***** SELECTION

2012-12-26 : Positioning: what about Resource and Effectiveness?

Positioning series table of contents: Where were we...?

"Positioning" establishes (proactively or retroactively) the legitimacy of the group's various moves.

"Effectiveness" establishes (proactively or retroactively) the outcomes of the group's various moves.

Both positioning and effectiveness include who-knows-how-many factors, some in the form of cues, some interpersonal, some purely fictional.

There are cause-and-effect relationships between the many various factors, some formal, cue-mediated, "mechanical," some purely interpersonal.

I think that's all we need.

1. On 2012-12-26, Vincent said:

The Big Model's "resource/effectiveness/positioning" split, with "currency" controlling their exchanges, as I lay out in this series of posts, is a super useful example of this stuff applied to a particular set of rpgs. If you only need to understand strongly cue-mediated, GMed, one-player-one-character games, the Big Model's take will serve you perfectly well.


2. On 2012-12-26, Josh W said:

So building on that, using apoc world (there's bound to come a point where you're bored of people using this for examples!), effectiveness is highly based on the cue-mediated mechanical elements, because moves just reference hard/cool etc and the various carry forwards and holds, rather than circumstances, whereas positioning is heavily fictionally based, in that what moves you can do when is set by judging the fiction.

When trying to think of the inverse, I come up with something surprisingly similar to d20, where certain activities are declared to be possible, but the effectiveness is dependent on reading the situation. This can lead to a kind of bizarre "yes but no" behaviour though, like "yes you could try to walk on clouds, but you cannot actually achieve it."

I think that might be an example of where this breaks down though.
"Ok my character walks out over the ice to the next outcropping of rock"
"Ok the dc is 90 because it cannot support your weight, roll!"
"there's no way I can make that!"
"yeah, you fall into the water, it's icy and cold, someone rescue him!"

vs "hang on, that ice couldn't support your weight"
"oh right, ok, lets get some wood together to spread our weight or make a raft."

Sometimes the outcome of an action is a part of it's legitimacy.

And maybe that's ok; positioning has a broader roll here, if it's about how the real history of the game, including the fictional history of the game, contributes to credibility.

In that case effectiveness must be a part of credibility, because if the effect part of IIEE is a part of the SIS.

To put it another way, someone has to add the activity of your character doing whatever to the fiction. Effectiveness conditions how that happens, and so what is legitimate, and so according to the new definition, it is positioning, whatever else it is.

I've found that a little broad, but if you take the big model definition as implicitly exclusive "that positioning that is not also effectiveness", it shakes out fine.


direct link

This makes...
JMW go "Hmm, I missed out a few things here.."*

*click in for more

3. On 2012-12-27, Vincent said:

Josh: Your first paragraph is astute! I hadn't put it together that way.

I'm not really following the rest, but it seems to work out by the end, so I'm okay if you are.

**********
***** EXCERPTED DATA

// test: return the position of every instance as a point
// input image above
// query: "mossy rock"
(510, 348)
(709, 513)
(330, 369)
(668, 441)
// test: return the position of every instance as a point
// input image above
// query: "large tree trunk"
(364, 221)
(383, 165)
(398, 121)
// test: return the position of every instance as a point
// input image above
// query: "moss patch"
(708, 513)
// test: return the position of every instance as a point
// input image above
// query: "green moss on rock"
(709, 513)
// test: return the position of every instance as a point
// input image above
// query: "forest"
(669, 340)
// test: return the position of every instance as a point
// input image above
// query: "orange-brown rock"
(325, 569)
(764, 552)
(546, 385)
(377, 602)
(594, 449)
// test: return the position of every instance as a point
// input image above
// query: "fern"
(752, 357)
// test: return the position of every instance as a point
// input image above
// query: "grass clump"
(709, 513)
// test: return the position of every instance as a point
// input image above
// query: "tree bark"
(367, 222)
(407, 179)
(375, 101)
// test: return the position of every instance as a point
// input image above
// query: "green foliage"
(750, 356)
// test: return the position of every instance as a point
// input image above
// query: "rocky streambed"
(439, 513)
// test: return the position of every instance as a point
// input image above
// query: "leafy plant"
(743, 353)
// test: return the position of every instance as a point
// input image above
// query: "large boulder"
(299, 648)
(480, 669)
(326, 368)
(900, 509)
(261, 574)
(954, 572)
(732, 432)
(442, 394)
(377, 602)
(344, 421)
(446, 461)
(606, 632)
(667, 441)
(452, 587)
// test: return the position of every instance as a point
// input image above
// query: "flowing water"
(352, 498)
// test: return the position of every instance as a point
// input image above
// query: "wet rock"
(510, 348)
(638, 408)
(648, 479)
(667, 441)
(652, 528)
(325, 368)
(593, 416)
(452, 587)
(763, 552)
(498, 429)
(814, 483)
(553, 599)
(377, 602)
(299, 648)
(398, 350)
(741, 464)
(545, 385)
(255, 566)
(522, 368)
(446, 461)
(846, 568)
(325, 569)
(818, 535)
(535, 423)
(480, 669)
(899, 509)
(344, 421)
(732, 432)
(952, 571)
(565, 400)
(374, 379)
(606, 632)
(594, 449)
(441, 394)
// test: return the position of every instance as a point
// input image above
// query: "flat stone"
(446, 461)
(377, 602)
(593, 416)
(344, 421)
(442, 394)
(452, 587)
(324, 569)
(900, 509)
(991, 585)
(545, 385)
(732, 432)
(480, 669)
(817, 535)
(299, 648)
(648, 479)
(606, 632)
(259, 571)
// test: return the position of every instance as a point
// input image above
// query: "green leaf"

**********

PROBLEM DETAILS » Could you update the positioning post from "Both positioning and" to "all we need.", putting "social" wherever "interpersonal" appears?

ANSWER »
Both positioning and effectiveness include who-knows-how-many factors, some in the form of cues, some social, some purely fictional.

There are cause-and-effect relationships between the many various factors, some formal, cue-mediated, "mechanical," some purely social.

I think that's all we need.